Scan the entries for lines with the word "grass" and copy those lines.
Listed records Block Start
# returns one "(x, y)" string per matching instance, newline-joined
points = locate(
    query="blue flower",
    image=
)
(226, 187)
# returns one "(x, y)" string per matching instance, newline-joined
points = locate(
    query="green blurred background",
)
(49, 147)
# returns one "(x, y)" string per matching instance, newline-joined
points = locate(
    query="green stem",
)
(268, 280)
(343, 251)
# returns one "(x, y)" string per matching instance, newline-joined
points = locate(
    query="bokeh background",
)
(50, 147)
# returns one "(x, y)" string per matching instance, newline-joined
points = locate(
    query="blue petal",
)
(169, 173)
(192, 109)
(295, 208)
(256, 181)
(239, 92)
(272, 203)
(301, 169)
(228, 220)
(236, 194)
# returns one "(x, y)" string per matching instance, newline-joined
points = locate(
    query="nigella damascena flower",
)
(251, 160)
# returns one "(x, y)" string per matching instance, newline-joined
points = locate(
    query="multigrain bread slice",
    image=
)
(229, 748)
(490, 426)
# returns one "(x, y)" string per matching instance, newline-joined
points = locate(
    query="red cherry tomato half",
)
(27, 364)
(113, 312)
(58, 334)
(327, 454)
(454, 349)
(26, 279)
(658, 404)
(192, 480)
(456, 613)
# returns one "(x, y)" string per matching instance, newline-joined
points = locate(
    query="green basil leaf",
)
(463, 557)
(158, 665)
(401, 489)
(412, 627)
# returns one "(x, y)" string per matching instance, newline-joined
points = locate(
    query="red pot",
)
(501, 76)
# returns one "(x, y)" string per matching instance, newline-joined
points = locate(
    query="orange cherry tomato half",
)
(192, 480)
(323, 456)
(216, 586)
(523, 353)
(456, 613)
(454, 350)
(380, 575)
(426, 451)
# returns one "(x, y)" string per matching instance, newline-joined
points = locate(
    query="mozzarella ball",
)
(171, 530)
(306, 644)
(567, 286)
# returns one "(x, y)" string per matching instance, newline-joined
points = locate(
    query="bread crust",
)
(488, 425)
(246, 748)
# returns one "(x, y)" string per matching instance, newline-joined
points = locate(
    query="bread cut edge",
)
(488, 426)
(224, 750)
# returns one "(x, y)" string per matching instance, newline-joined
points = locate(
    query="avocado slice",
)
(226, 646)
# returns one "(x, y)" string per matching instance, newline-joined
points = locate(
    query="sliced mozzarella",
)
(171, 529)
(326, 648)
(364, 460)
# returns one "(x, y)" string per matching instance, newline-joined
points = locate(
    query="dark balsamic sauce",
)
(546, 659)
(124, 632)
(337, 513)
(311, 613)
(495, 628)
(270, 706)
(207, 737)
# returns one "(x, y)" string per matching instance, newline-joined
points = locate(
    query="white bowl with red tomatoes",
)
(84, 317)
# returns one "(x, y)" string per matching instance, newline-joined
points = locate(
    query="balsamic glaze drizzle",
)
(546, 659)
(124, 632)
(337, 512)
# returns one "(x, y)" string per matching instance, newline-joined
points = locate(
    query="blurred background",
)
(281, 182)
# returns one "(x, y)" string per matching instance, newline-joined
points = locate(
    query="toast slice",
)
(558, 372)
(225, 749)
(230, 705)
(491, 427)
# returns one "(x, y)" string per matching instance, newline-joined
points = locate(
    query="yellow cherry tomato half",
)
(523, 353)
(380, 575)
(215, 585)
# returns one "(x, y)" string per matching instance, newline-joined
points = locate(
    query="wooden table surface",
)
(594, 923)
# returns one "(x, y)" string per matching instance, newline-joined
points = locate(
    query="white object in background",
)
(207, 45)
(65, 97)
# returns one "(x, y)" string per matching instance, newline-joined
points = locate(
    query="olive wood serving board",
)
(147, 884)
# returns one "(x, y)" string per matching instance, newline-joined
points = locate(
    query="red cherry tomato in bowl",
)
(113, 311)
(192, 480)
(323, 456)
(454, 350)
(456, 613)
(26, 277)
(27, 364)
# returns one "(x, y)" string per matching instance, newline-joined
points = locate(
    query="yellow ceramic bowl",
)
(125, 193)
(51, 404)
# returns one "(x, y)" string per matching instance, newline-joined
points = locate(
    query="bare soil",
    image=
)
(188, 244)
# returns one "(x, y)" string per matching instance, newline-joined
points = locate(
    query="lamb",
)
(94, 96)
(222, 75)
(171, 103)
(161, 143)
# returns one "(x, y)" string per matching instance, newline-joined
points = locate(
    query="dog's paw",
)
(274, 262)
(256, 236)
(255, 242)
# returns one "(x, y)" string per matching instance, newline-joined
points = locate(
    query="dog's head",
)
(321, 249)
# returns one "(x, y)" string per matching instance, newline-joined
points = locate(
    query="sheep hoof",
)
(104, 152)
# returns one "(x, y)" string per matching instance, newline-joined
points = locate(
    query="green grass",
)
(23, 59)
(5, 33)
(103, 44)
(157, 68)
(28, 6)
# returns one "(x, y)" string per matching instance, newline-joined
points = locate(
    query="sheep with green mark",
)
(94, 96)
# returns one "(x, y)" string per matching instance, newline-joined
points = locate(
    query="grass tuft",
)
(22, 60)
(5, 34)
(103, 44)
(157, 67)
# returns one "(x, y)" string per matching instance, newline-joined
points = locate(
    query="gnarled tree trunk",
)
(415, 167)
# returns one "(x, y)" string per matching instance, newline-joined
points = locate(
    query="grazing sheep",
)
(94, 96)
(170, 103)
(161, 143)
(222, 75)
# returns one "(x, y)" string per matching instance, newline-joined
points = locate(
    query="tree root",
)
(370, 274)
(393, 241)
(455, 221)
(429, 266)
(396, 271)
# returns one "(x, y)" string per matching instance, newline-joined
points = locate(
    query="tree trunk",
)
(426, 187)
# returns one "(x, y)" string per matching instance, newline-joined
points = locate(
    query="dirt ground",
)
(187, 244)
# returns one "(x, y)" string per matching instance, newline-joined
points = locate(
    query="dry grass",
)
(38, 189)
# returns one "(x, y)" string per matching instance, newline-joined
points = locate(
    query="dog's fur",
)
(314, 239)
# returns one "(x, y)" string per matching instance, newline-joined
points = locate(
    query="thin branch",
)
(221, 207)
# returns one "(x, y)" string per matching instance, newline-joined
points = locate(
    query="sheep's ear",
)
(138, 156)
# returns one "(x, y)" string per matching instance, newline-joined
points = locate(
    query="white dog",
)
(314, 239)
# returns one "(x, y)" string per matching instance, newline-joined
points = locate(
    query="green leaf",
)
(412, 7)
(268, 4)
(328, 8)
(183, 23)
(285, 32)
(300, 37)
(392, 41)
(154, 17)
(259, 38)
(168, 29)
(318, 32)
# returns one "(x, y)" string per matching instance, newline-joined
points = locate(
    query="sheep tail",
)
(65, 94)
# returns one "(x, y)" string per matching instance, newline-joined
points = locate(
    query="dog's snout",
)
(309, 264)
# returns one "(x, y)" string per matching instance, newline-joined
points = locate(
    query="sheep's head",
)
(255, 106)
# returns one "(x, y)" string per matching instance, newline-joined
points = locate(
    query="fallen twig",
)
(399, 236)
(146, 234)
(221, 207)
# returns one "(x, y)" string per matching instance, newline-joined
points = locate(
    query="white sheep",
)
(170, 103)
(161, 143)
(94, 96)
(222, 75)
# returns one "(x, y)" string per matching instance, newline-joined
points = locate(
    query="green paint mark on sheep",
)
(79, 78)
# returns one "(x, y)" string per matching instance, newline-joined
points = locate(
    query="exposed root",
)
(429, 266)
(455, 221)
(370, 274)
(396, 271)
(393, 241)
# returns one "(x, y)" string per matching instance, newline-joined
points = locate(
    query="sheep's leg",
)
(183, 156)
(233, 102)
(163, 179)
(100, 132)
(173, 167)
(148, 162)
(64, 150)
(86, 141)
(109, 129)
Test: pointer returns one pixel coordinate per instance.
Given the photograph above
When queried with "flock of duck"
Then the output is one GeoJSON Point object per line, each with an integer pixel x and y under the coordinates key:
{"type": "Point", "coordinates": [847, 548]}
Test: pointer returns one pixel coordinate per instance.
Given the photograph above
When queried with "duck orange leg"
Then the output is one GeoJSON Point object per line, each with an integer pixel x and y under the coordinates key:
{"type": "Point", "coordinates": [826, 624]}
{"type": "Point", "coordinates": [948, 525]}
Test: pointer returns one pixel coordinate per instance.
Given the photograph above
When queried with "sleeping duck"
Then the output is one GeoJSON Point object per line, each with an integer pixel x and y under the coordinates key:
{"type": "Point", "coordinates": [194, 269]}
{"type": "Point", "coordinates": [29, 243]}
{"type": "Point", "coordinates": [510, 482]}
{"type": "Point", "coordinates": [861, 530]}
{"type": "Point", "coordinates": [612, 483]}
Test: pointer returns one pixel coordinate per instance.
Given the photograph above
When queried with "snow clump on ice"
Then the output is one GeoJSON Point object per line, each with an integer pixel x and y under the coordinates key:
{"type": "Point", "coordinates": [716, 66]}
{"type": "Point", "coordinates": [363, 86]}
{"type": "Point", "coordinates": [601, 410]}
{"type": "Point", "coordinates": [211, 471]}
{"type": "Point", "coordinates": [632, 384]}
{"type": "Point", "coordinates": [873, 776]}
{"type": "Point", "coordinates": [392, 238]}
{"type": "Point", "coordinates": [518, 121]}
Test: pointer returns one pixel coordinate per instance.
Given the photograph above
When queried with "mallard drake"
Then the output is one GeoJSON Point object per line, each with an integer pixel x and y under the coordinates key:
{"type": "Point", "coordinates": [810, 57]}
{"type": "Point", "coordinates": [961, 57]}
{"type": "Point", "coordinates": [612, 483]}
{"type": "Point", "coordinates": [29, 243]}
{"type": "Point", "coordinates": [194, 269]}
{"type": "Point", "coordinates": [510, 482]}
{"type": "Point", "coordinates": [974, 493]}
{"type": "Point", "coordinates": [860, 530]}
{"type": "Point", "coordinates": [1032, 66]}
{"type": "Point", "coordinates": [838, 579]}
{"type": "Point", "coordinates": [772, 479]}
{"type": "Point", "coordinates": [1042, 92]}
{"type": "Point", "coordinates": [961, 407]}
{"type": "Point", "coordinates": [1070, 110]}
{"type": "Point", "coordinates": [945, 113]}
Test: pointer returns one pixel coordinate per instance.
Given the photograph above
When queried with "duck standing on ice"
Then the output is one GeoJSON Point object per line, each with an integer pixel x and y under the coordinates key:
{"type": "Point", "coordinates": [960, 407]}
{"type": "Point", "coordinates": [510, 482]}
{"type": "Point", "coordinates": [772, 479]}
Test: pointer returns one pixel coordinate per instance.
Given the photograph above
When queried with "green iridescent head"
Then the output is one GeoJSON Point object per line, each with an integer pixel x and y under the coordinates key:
Listed records Block End
§ Reply to the exercise
    query="green grass",
    query="grass tuft",
    query="dry grass",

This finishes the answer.